____ Page

[OpenAFS-devel] "Lost contact with file server" problems

Roland Kuhn rkuhn@e18.physik.tu-muenchen.de
Mon, 22 Aug 2005 15:07:45 +0200 (CEST)


Hi Jeffrey!

On Mon, 22 Aug 2005, Jeffrey Altman wrote:

> Roland Kuhn wrote:
>
>>>> The Abort code is RXKADEXPIRED (19270409L).   Would you verify that you
>>>> still have a valid token and that your system clocks are in sync?
>>>>
>>> The clocks are perfectly synchronized and I'm pretty sure that the
>>> batch jobs have valid tokens, otherwise I would see other failures as
>>> well. Also, wouldn't it be very nasty to effectively disable a
>>> complete client because one connection has no valid token?
>>>
>>> The other thing is: it is the _client_ which sends the first ABORT in
>>> response to a challenge....
>>>
>> I've also captured the 'self-healing' of the client state, although I'm
>> not able to make something of it myself. The full trace is at
>>
>> http://www.e18.physik.tu-muenchen.de/~rkuhn/openafs.cap
>>
>> It seems that 118 minutes after the failure the client makes a get-time
>> call which succeeds, and then everything is happy again.
>>
>> Ciao,
>>                     Roland
>
> I simply interpret that to mean that after 118 minutes the client
> finally dumps the token and starts to make unencrypted file server
> requests.
>
But how would that explain that even other users with completely unrelated 
tokens cannot access files on that fileserver from the failed client?

________

**Task set**
A: According to the OpenAFS thread, why is Roland fairly sure the batch jobs still have valid tokens?
B: Carry the OpenAFS thread on from its last line.

____ Dataset section

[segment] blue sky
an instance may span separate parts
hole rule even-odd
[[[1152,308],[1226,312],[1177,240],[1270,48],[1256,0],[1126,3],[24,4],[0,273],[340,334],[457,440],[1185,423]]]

________

**Expected answers**
A: He reasons that if the batch jobs lacked valid tokens, he would be seeing other failures as well.

B:
> What I am seeing here is that the rx libary is detecting that the
> token is expired.   It sends an abort to the server which simply
> marks the client's connection in an error state.  Each subsequent
> request from the client on that connection is responded to with the
> expired token abort code.
>
> Now the question is what is the client doing with the RXKADEXPIRED
> error when it receives it from the server.   The answer appears to
> be "not much".   It looks to me as if the client is simply issuing
> a warning to the user that the tokens are expired.   It does not
> actually remove the tokens or reset the connection.
>
I've had syslog entries like 'kernel: afs: Tokens for user of AFS id -1 
for cell <mycell> have expired', but not from the client which actually 
failed. That one logged 'kernel: afs: failed to store file (110)', where 
110 translates into 'connection timed out', right?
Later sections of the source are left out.